• _WHAT TO WORK ON_
Could you print the rows below, from the line containing "the patio paver." through the line containing "the dog's eye.", inclusive, reproducing each line without changes? Leave the pictures out of your answer.

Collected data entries
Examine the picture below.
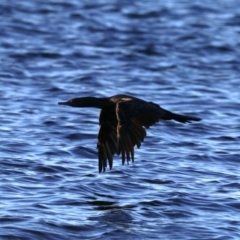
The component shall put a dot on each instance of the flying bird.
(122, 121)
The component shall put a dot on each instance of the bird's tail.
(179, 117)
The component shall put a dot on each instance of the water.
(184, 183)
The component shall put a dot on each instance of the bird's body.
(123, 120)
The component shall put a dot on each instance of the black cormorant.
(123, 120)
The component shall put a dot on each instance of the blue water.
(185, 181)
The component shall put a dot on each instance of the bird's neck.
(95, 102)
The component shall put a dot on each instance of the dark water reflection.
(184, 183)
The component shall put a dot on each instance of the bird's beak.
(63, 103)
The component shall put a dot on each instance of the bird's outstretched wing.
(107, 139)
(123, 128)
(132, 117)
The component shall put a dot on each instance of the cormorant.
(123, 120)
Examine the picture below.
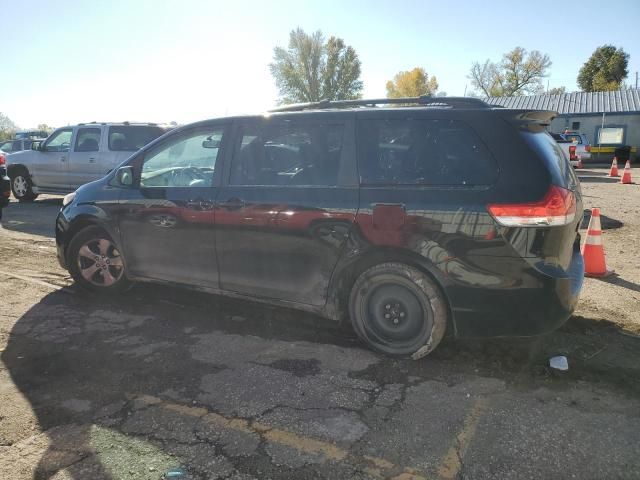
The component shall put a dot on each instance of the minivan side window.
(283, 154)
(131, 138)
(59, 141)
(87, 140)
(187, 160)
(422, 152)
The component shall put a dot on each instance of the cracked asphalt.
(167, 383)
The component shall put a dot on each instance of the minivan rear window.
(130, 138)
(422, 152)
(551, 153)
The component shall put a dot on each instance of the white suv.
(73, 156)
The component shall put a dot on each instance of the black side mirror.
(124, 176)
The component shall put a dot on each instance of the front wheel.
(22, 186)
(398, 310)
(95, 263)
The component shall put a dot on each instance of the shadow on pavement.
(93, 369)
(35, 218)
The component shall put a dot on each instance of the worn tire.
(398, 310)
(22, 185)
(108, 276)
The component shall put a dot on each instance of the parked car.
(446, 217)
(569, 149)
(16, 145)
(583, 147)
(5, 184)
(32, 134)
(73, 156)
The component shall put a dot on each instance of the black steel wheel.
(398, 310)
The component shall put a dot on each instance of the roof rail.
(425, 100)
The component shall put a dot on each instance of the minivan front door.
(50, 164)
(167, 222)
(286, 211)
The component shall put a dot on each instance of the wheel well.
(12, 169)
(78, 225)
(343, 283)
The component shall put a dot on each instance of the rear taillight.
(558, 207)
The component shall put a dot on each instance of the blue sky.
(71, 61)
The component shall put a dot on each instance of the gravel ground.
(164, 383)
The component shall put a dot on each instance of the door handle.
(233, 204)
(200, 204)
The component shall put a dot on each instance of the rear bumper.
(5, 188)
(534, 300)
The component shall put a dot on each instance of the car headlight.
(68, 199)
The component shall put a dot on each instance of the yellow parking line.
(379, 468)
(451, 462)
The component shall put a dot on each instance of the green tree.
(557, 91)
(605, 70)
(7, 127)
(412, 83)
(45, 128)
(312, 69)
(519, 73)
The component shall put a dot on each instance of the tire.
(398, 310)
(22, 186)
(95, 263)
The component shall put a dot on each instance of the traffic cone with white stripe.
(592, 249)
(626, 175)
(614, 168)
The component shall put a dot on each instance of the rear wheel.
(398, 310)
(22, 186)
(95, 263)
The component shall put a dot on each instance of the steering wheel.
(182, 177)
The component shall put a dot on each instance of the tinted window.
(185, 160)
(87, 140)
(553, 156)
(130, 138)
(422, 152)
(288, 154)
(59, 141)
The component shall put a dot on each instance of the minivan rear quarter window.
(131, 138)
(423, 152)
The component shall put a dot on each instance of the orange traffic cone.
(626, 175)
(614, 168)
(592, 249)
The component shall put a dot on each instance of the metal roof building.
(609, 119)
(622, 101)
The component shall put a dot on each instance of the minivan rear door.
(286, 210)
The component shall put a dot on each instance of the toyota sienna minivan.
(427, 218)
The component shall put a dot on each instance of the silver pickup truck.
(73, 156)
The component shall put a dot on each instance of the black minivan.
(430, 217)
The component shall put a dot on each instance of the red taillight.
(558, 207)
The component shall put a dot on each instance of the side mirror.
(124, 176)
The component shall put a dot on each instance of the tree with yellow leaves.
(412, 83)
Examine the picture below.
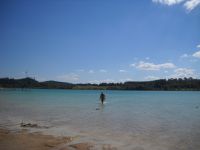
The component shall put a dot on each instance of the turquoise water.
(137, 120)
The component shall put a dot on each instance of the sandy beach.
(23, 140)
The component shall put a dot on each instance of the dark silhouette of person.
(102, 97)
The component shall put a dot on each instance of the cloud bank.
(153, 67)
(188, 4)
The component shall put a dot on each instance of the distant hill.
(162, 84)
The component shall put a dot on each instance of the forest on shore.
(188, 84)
* * *
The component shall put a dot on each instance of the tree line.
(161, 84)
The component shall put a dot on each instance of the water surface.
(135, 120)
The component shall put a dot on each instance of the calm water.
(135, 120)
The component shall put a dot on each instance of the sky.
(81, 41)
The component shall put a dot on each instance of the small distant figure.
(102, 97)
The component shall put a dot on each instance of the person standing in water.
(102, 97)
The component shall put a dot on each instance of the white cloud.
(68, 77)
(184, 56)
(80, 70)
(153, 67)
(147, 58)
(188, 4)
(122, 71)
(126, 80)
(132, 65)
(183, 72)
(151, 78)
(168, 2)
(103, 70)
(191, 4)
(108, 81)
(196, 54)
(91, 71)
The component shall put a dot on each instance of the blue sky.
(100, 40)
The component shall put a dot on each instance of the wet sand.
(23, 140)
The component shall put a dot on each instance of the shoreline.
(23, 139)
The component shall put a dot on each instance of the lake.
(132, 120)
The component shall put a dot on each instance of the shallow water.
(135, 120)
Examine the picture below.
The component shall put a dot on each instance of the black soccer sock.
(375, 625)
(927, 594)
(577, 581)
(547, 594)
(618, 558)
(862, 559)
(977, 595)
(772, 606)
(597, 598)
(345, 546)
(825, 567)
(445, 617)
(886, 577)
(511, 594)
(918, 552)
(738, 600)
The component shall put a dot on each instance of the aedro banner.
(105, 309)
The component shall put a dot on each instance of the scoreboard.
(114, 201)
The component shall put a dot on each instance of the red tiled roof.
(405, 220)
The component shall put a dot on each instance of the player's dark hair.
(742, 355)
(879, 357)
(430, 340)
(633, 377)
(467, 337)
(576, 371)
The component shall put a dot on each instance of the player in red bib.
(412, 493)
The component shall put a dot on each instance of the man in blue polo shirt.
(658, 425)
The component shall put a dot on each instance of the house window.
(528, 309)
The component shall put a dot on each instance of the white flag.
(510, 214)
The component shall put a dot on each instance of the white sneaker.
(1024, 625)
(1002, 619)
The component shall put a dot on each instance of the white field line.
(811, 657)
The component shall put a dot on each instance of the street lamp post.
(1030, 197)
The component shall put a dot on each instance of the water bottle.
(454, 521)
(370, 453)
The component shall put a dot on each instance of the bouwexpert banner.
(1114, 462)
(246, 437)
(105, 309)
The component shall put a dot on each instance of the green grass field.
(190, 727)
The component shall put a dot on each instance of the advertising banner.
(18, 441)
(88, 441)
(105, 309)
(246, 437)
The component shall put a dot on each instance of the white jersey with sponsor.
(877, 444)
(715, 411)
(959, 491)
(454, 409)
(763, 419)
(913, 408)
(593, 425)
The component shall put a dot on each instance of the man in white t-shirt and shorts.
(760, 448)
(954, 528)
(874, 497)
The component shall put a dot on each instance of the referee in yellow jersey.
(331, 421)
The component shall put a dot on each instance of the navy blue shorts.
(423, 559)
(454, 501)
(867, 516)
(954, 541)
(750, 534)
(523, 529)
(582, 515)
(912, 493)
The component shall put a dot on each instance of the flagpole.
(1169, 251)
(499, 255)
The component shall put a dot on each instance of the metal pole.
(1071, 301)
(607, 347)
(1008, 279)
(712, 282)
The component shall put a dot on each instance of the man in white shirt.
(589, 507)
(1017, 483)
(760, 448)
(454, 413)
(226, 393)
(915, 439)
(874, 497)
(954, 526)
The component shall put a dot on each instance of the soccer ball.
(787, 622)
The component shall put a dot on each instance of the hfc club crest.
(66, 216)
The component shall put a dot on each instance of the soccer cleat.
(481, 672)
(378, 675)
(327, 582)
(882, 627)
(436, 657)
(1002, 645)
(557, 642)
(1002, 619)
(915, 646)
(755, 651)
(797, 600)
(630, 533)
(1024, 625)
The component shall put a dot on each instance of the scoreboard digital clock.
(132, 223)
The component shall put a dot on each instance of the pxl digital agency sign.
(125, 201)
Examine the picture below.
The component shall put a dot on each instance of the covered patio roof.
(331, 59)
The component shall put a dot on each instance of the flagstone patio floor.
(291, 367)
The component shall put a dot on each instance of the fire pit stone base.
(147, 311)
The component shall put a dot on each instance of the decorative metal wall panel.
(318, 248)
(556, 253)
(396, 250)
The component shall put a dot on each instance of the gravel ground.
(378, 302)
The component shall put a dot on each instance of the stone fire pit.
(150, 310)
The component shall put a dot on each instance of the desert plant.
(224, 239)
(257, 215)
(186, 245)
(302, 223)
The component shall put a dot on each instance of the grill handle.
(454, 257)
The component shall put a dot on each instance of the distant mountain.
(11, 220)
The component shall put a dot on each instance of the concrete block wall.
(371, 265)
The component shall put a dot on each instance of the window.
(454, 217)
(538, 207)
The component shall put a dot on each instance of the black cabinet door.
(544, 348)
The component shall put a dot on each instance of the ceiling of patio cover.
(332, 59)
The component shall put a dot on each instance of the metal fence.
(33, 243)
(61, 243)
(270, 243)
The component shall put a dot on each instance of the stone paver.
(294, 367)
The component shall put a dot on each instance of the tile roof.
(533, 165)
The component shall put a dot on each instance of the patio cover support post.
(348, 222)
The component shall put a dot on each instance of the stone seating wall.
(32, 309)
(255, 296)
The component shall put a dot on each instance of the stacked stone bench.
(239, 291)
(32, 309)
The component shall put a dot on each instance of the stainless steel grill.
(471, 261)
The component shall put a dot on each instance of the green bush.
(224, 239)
* * *
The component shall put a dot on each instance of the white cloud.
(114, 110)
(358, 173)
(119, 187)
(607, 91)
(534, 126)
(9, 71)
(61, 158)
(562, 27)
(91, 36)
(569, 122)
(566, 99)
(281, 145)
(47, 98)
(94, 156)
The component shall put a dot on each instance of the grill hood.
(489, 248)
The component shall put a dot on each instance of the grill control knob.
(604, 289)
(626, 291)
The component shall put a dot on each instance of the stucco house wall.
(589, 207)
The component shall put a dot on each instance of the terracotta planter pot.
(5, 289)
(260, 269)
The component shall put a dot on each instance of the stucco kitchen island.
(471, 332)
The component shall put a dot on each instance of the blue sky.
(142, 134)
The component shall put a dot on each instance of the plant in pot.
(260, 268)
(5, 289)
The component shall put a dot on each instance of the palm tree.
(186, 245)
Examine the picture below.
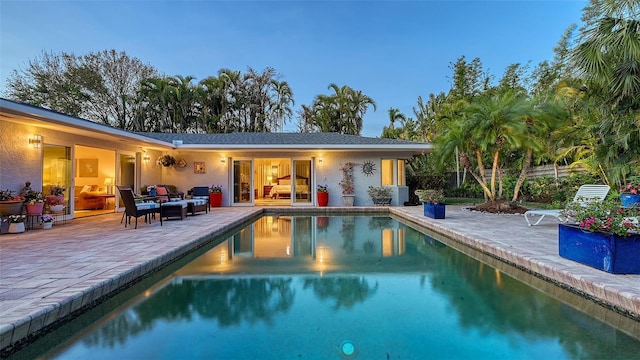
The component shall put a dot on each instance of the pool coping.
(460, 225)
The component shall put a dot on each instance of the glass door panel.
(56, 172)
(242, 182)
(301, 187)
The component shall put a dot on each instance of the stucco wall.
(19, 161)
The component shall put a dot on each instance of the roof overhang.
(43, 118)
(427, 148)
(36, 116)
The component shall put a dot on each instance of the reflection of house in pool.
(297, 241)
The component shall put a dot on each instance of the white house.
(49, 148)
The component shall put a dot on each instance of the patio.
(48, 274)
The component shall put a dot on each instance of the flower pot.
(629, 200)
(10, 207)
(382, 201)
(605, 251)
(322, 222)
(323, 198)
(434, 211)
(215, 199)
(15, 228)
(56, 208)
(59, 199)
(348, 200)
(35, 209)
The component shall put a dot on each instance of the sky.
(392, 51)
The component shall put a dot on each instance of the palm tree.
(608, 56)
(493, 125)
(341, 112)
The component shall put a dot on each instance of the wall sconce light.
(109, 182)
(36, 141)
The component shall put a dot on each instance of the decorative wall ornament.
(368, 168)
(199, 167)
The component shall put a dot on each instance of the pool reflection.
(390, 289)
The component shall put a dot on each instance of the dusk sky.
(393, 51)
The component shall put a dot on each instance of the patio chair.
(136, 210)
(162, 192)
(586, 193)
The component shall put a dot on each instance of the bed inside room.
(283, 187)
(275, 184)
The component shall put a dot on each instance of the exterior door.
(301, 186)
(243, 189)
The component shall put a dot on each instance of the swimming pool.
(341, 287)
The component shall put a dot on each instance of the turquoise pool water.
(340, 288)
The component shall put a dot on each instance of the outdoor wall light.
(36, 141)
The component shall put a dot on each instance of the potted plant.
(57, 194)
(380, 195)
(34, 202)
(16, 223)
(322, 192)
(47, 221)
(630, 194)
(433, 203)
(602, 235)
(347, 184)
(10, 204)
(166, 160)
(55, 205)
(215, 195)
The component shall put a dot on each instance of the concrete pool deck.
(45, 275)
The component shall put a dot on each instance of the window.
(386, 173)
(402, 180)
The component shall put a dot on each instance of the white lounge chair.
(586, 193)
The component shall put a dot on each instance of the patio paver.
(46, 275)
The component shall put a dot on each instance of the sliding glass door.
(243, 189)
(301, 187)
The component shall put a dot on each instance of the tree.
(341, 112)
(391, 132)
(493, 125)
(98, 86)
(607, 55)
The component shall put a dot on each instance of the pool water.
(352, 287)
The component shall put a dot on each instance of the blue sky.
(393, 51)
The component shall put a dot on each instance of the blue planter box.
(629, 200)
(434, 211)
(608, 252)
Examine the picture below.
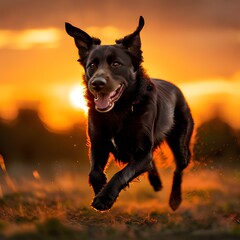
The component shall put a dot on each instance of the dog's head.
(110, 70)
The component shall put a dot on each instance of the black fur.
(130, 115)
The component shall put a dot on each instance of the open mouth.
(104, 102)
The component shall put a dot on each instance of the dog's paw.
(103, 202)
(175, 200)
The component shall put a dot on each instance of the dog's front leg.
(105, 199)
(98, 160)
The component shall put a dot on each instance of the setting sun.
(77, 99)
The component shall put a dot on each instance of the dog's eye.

• _WRITTEN ANSWER_
The component shall put a dot on each instance of the patio paver.
(46, 275)
The component shall put a dot on each instance of the sliding glass door.
(243, 189)
(301, 187)
The component shall put a dot on each instance of the tree.
(341, 112)
(391, 132)
(493, 125)
(98, 86)
(607, 55)
The component shall put a dot on each instance of the pool water.
(352, 287)
The component shall put a dot on each instance of the blue sky.
(393, 51)
The component shall put a dot on each instance of the blue planter box.
(629, 200)
(434, 211)
(608, 252)
Examine the picture below.
The component shall put a dot on each instance of the dog's head.
(110, 70)
The component shall put a dot on each instance of the black fur.
(130, 115)
The component shall put a dot on each instance of the open mouth.
(104, 102)
The component shall put a dot on each instance of the dog's paw.
(103, 202)
(175, 200)
The component shall put a dot on each instance of the dog's front leg.
(105, 199)
(98, 160)
The component shall put a dot on each instance of the setting sun.
(77, 99)
The component shall put a dot on each instance of the dog's eye.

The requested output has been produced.